■ Collection entries
-*-*-
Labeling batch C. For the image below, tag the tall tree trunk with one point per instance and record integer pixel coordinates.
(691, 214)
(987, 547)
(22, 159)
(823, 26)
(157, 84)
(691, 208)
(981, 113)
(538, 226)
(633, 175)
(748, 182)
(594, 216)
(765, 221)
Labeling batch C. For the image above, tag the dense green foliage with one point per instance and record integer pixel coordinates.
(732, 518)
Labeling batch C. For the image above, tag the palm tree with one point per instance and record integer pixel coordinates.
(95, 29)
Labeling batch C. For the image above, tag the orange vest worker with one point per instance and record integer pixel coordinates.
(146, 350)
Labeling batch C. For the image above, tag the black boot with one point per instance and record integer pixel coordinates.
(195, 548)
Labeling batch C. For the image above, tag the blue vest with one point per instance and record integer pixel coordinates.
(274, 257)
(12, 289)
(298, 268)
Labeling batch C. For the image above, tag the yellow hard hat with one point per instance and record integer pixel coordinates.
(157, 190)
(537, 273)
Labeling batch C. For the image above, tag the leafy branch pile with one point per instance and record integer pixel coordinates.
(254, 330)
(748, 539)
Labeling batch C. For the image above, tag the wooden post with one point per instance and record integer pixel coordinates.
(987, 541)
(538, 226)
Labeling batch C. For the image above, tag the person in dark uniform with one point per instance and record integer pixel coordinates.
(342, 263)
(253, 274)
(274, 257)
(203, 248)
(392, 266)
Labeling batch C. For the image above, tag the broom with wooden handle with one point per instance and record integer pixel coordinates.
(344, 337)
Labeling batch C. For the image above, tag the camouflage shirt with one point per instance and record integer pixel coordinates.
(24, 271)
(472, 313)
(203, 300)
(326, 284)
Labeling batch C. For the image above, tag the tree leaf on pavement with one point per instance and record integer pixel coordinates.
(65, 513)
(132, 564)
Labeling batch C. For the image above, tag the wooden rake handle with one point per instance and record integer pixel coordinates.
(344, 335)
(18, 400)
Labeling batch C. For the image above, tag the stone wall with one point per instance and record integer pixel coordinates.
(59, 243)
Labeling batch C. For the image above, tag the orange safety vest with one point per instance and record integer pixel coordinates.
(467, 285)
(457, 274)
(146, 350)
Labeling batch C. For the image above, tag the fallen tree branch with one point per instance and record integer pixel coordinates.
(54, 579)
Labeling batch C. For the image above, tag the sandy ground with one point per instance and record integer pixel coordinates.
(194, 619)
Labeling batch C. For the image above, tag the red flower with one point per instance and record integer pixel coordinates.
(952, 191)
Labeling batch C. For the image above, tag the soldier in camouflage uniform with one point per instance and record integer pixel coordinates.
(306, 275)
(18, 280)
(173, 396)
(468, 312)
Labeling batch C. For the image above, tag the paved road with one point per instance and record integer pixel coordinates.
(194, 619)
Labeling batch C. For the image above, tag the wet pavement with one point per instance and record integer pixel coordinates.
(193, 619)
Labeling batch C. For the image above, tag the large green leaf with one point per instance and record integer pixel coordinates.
-*-*-
■ PROBLEM DESCRIPTION
Rewrite the records above with every "Labeling batch C" changed to "Labeling batch D", keeping everything else unchanged.

■ COMPLETED TASK
Labeling batch D. For the image below, tag the tall tree trunk with one point per instance and record integer pixel coordinates.
(691, 214)
(987, 547)
(22, 159)
(823, 26)
(157, 84)
(691, 208)
(981, 113)
(538, 226)
(633, 175)
(748, 182)
(594, 216)
(765, 221)
Labeling batch D. For the image above, tag the dense green foliage with one point per instance and record integer pixel coordinates.
(732, 518)
Labeling batch D. For the image above, tag the palm tree with one point per instance and record integer pixel coordinates.
(95, 29)
Labeling batch D. For the image above, tag the orange vest worker with one point per instance and record integer pixel coordinates.
(146, 350)
Labeling batch D. For the image above, tag the black boot with one point per instance and record integer pixel coordinates.
(195, 548)
Labeling batch D. For the image above, tag the blue vest with one point per instance and record integer pixel coordinates.
(274, 257)
(12, 289)
(298, 268)
Labeling batch D. For the image above, tag the yellow hard hat with one point per instance and record integer pixel coordinates.
(157, 190)
(537, 273)
Labeling batch D. For the image above, tag the leafy branch pile with one point per instance and record integer pixel coordinates.
(254, 330)
(748, 539)
Labeling batch D. For the image above, tag the wooden post with one point per instance and record integer pixel coordinates.
(987, 541)
(538, 226)
Labeling batch D. For the image above, tag the person in dark uniform with one point per instance and record integer pixel coordinates.
(342, 263)
(253, 274)
(274, 257)
(203, 248)
(392, 266)
Labeling batch D. For the image above, tag the broom with wooden handle with one point per instance and record integer pixel coordinates.
(344, 337)
Labeling batch D. For the image above, tag the camouflage shirt with one point per instance and record integer pixel coordinates.
(24, 271)
(472, 313)
(203, 300)
(326, 284)
Labeling batch D. For the image above, tag the tree leaf on pavement with one point per instance and record integer pixel coordinates.
(65, 513)
(132, 564)
Labeling batch D. For the image above, tag the wooden rake handle with one point per instance and record integer pixel coordinates.
(344, 335)
(18, 400)
Labeling batch D. For the image above, tag the stone wall with one point per instance and record integer pixel coordinates.
(59, 243)
Labeling batch D. For the image above, tag the orange safety vest with one point per instance and record integer pixel coordinates.
(467, 285)
(457, 274)
(146, 350)
Labeling batch D. For the image above, tag the fallen tree branch with one point per instance and record integer pixel coordinates.
(54, 579)
Labeling batch D. For the image above, tag the sandy ground with one point per instance and record integer pixel coordinates.
(194, 619)
Labeling batch D. For the image above, tag the red flower with one point per instance and record integer pixel coordinates.
(952, 191)
Labeling batch D. For the image above, tag the soldier in camouflage uniform with one point per instance and record integer pixel coordinates.
(306, 275)
(18, 280)
(173, 396)
(468, 312)
Labeling batch D. For the image above, tag the paved road with one point per instance and record integer pixel coordinates.
(194, 619)
Labeling batch D. For the image above, tag the wet pavement with one point per instance and record integer pixel coordinates.
(193, 619)
Labeling batch D. For the image above, tag the large green leaf with one point per instance and record integer pixel coordinates.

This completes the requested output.